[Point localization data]
○ ○ ○ ○

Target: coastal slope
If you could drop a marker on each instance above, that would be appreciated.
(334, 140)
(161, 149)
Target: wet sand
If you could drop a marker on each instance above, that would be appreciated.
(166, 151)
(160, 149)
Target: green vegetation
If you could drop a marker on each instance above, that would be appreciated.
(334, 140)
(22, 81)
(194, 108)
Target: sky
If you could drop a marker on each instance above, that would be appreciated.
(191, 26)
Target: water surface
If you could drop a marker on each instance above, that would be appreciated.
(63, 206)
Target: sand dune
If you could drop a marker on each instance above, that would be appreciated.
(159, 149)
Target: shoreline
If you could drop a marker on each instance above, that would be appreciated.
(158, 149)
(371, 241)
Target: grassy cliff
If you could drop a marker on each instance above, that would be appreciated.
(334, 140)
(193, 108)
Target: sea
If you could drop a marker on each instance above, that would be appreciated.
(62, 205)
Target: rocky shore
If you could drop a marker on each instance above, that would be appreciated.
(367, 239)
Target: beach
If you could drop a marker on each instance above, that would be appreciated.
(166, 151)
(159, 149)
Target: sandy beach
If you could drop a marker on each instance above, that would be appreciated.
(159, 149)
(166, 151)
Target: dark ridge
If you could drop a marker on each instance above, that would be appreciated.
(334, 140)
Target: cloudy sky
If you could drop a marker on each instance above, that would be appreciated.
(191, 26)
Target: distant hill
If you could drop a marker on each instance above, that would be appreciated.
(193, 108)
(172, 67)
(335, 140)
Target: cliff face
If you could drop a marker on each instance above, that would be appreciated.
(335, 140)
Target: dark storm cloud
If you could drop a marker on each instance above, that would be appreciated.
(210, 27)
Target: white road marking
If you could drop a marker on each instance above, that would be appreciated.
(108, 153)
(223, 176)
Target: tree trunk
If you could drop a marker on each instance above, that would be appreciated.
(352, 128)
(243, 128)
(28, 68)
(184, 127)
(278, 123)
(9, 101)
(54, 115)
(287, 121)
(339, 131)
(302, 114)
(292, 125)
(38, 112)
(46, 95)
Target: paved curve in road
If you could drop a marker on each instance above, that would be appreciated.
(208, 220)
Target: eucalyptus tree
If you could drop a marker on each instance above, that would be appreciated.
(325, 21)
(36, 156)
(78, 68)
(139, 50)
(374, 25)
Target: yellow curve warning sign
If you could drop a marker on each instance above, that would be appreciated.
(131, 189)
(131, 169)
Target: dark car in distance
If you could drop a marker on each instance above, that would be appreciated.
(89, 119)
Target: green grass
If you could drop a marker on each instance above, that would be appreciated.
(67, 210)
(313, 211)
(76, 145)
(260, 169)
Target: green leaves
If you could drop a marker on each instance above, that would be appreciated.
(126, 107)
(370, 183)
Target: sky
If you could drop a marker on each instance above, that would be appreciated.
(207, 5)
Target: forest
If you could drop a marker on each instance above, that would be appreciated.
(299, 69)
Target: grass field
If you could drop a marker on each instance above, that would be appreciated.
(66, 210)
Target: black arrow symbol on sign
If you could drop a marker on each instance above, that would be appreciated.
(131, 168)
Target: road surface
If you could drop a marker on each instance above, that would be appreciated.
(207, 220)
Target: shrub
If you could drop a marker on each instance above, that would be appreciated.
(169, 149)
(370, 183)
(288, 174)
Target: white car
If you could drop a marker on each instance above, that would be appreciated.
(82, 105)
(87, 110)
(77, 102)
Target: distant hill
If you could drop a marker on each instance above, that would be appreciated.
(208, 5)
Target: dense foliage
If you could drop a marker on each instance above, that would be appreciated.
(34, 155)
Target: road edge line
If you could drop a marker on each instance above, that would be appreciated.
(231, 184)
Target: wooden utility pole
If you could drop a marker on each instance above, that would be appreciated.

○ ○ ○ ○

Beginning at the line that holds "Target: green leaves", copy every line through the end of the entries exactly as given, and only those lines.

▶ _SOLUTION_:
Target: green leaves
If you could drop a marker on each instance above, that would be appreciated.
(126, 107)
(370, 183)
Target: sky
If you could drop a marker on each instance above, that would be appreciated.
(207, 5)
Target: forest
If you could drop a marker on each instance above, that would be appreciated.
(299, 69)
Target: grass field
If you could drop a marker on each instance above, that would be appreciated.
(66, 210)
Target: black arrow symbol on sign
If you could drop a marker on each instance above, that would be appreciated.
(131, 168)
Target: road surface
If you could drop a marker on each instance above, that would be appreciated.
(207, 220)
Target: shrub
If you could drop a marker on each instance above, that would be appreciated.
(169, 149)
(370, 183)
(288, 174)
Target: white car
If you could drop a marker on each instance above, that would be appreciated.
(82, 105)
(87, 110)
(77, 102)
Target: distant hill
If you could drop a marker on each instance above, that would be appreciated.
(208, 5)
Target: dense foliage
If you could drop a marker on each instance above, that would be appreciated.
(34, 155)
Target: road edge line
If you could drop a marker on each instance above, that would be appreciated.
(231, 184)
Target: wooden utility pole
If you could drop a marker on each instance above, that would be appreciated.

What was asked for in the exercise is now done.